- Work task -
Print the stretch of the essay on Aaron Swartz's death from "He was a slightly" through "he killed himself.", word for word.

──────── Passage provided

A profound sense of loss
I was awake in the early hours of the morning, when I saw saw one of the first tweets that said that Aaron Swartz had committed suicide. More and more followed as an unquenchable wave of grief swept over the internet community as the new day began.
I didn't know Aaron personally -- I think I interacted with him a time or two on the net. But I feel the profound sense of loss since I identify with so many of the causes he was so passionate about: freedom of information, individual empowerment, and the potential for technology to make a difference in people's lives.
Others have written already about Aaron's life and passing -- I particularly liked Cory Doctorow's piece RIP, Aaron Swartz. But there is one thing I'm reminded of that I'd like to say.
When I arrived as a new faculty member at UMass, it was the first time that I was really a boss -- someone who supervises employees. Every semester, I hire some students to operate the facility I manage, the Biology Computer Resource Center. It was an eye-opening experience that taught me a lot of lessons about the need to assume responsiblity for other people.
I think it was the winter of the second year I was there that, when classes resumed I discovered that one of my staff members didn't come back and I learned that he'd committed suicide.
He was a slightly goofy kid, a bit overweight, who tended to wear oxford-cloth shirts with sweaters. I never knew, for sure, but I always sort of assumed he was gay. He was very serious, very polite — very tightly-wrapped some might say. But he was very sweet and charming and I really liked him. And on the last day before the beginning of the spring semester, he killed himself.
I've never quite gotten over it. I still tear up to think about it. And I always ask myself if there wasn't something I could have done to make sure he was connected; to make sure he knew that someone cared about him; to make sure he understood that he mattered; to make sure he knew that I was willing to do whatever it took to help him resolve whatever problems he got himself into. He was my student, dammit. He was my charge. And I can't escape the feeling that I failed him.
I never quite look at my students the same way anymore. They're my kids too, now. I try to make sure that I check in with them, that I really listen to what they're saying. I try to never let one of them bounce off me when they have a problem: if they have a problem, I have a problem too until it's fixed. And I'm more careful grading students too.
I still have to assign some students failing grades. But I always try to make the process transparent and to make sure students know that a failing grade doesn't mean that I like them less, or feel any less responsible for them, or that they lack options. Sometimes students don't have the options they want, but it doesn't mean that they have no options.
I'm so sorry that we failed Aaron. Let's try not to lose any more.

────────────────
──────── Given material

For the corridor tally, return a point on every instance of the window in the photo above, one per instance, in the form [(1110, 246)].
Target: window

────────────────

- Exercise answer -
He was a slightly goofy kid, a bit overweight, who tended to wear oxford-cloth shirts with sweaters. I never knew, for sure, but I always sort of assumed he was gay. He was very serious, very polite — very tightly-wrapped some might say. But he was very sweet and charming and I really liked him. And on the last day before the beginning of the spring semester, he killed himself.